EXCERPTED DATA:

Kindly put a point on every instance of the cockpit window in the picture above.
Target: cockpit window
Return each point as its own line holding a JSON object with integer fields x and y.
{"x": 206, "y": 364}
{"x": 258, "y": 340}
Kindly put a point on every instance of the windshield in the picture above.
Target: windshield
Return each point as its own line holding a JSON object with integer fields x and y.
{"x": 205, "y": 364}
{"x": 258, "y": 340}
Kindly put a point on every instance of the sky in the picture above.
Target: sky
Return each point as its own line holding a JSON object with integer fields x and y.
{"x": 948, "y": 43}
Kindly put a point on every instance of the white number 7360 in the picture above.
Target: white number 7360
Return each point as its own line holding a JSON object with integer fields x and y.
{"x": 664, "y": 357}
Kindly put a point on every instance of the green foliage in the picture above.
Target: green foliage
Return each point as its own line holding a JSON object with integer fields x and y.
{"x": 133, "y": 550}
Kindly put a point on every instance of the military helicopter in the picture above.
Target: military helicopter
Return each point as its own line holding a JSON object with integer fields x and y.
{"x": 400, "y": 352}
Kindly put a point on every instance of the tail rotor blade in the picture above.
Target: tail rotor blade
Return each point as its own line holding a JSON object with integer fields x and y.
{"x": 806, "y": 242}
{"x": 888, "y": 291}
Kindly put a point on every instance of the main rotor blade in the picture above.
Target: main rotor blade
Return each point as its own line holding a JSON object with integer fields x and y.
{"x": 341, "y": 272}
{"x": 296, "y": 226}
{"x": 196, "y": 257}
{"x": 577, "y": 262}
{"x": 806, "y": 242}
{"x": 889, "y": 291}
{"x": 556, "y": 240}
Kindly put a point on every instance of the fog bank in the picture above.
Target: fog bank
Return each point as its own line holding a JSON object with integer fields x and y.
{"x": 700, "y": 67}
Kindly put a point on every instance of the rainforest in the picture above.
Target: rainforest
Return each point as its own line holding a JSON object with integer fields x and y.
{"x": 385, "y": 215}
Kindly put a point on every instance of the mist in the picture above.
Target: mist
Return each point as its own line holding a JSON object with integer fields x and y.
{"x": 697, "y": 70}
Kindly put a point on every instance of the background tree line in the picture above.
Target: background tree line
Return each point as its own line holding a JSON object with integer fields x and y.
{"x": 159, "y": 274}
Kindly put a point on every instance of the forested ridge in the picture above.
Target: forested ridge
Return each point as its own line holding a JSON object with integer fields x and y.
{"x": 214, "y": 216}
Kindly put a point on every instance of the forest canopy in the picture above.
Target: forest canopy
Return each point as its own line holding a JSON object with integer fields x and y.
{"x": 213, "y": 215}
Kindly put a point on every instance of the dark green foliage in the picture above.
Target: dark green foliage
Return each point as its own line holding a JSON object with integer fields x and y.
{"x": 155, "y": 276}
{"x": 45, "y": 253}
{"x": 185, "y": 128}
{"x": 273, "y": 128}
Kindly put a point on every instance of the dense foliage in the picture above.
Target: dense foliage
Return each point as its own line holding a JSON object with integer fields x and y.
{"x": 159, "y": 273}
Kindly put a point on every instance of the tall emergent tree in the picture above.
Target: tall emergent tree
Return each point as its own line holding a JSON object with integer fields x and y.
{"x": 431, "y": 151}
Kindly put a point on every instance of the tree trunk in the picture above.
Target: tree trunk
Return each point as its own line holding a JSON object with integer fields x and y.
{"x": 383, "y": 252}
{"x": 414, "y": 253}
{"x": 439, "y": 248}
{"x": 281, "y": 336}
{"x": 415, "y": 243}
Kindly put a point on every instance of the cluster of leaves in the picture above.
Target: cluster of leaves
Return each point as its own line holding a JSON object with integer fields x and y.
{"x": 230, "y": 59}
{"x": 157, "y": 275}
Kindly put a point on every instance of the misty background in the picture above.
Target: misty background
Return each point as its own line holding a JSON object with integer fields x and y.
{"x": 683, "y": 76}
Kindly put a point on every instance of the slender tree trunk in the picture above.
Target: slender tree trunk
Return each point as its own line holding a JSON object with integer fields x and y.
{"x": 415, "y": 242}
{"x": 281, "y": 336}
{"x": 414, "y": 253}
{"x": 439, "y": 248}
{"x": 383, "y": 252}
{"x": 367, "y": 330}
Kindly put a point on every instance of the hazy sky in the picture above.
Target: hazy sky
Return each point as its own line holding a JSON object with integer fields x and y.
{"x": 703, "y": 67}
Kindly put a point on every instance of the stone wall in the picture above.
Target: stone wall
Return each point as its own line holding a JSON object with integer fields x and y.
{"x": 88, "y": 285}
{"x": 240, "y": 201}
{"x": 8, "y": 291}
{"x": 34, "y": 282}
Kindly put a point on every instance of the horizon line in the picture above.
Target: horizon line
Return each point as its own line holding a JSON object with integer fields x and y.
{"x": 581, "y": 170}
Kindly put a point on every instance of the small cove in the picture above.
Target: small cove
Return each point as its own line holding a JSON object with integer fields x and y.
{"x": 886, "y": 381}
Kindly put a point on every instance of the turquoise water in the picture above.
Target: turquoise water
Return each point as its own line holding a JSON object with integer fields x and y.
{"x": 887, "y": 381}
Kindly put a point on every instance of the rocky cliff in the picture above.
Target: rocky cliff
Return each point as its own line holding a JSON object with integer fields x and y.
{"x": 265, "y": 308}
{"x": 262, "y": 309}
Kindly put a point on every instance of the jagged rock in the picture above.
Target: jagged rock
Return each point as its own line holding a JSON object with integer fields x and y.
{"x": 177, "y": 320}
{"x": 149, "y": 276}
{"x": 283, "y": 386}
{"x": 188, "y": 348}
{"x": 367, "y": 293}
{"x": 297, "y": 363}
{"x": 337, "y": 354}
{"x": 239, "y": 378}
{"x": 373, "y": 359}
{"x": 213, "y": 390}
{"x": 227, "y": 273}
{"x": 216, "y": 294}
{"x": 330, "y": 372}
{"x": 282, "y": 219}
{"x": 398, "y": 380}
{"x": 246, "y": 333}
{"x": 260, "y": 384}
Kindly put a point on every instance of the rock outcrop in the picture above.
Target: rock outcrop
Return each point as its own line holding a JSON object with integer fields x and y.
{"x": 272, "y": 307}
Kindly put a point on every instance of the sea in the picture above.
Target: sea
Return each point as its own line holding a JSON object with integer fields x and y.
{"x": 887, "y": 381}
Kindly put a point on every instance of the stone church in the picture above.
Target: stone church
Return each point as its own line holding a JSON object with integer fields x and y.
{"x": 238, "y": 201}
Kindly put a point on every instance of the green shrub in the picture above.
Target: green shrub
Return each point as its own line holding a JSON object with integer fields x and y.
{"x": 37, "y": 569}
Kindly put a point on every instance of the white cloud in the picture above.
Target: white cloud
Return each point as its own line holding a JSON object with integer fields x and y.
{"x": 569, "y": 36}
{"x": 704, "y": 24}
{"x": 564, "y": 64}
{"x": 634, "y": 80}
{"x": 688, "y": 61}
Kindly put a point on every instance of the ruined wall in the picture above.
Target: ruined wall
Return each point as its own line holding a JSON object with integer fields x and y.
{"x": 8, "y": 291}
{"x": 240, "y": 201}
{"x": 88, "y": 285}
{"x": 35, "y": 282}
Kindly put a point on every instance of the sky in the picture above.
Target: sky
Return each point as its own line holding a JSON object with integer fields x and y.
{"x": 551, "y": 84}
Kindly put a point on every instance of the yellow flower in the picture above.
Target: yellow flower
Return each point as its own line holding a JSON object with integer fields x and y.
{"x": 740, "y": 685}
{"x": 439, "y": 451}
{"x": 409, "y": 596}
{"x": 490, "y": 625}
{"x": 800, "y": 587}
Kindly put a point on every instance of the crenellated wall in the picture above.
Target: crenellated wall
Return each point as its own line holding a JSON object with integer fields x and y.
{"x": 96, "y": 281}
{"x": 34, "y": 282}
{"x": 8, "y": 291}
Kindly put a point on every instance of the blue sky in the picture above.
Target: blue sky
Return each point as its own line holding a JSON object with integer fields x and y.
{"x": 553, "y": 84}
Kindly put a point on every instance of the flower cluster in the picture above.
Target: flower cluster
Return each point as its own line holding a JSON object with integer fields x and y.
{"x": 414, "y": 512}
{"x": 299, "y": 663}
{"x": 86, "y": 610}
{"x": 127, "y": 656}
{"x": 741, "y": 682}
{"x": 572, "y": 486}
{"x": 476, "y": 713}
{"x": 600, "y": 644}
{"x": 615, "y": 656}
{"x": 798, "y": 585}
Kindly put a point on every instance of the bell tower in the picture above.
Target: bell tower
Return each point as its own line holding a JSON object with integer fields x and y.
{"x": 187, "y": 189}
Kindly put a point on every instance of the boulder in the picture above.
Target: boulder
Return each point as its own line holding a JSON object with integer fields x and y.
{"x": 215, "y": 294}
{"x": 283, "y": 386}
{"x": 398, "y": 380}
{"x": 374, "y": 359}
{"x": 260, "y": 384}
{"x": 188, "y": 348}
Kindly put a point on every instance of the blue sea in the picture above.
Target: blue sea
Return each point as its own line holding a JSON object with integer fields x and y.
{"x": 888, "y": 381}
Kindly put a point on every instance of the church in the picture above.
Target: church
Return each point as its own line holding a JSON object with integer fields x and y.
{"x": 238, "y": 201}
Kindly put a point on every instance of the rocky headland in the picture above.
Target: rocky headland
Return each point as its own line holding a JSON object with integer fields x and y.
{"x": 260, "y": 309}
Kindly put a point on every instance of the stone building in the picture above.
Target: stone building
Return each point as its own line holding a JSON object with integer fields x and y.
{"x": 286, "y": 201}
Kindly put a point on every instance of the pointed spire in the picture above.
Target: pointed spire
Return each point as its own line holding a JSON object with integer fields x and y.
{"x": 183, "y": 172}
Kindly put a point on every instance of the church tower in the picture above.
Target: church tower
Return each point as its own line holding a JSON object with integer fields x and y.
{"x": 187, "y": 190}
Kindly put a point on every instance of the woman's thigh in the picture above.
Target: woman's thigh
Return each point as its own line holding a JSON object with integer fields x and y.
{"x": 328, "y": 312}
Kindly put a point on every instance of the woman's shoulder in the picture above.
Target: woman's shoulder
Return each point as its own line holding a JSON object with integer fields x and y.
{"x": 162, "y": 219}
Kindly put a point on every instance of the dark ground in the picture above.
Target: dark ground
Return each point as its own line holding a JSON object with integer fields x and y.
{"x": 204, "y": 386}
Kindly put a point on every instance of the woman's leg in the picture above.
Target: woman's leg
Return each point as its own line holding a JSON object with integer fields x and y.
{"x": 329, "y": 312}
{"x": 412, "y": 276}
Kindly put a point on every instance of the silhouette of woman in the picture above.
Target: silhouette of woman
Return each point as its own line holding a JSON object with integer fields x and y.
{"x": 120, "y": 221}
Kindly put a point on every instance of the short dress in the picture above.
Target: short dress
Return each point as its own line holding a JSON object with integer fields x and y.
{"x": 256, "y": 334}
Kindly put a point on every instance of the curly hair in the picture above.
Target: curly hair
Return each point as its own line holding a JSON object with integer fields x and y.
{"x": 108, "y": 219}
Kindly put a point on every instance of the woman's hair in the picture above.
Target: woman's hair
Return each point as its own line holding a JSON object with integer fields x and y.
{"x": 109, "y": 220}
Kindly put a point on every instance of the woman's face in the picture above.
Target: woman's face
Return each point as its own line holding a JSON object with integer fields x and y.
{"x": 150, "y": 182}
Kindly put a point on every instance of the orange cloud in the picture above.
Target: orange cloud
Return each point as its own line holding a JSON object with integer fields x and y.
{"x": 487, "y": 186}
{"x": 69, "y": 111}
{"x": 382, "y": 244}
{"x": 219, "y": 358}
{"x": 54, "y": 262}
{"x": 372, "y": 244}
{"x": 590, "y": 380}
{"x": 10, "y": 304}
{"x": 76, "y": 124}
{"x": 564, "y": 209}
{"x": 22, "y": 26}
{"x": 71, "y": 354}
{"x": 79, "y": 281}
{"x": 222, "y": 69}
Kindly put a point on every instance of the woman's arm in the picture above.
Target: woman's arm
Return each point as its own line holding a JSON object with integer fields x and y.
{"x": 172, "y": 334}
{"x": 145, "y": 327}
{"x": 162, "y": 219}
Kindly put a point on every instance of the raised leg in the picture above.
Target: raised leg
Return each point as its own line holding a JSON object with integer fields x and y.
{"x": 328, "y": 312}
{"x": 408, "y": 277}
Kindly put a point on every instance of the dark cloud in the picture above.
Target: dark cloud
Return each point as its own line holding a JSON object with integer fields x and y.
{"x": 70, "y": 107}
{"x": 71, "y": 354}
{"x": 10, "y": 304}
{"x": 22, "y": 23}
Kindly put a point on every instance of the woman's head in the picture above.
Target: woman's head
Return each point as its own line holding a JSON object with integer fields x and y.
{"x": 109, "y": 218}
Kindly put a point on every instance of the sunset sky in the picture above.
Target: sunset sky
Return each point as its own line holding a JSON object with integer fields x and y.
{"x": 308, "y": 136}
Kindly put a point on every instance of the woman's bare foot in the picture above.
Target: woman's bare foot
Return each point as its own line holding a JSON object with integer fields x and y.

YOUR OBJECTIVE: Using the records above, please retype only the run of lines from the line holding "Kindly put a point on every instance of the dark cloud" through the last line, both ends included.

ANSWER IN FULL:
Kindly put a point on every instance of the dark cloud in the picture above.
Target: dark cloud
Return each point as its own line holding a JSON object with integer fields x and y.
{"x": 70, "y": 107}
{"x": 71, "y": 354}
{"x": 10, "y": 304}
{"x": 22, "y": 23}
Kindly put a point on every instance of the woman's head in the picture above.
Target: woman's head
Return each point as its own line holding a JSON object with integer fields x and y.
{"x": 109, "y": 218}
Kindly put a point on every instance of the sunset sky in the picture above.
Target: sunset sky
Return each point as its own line holding a JSON object with integer fields x and y.
{"x": 308, "y": 136}
Kindly put a point on every instance of the woman's bare foot in the picture above.
Target: woman's bare foot
Return each point as its own line holding a JSON object with integer fields x and y.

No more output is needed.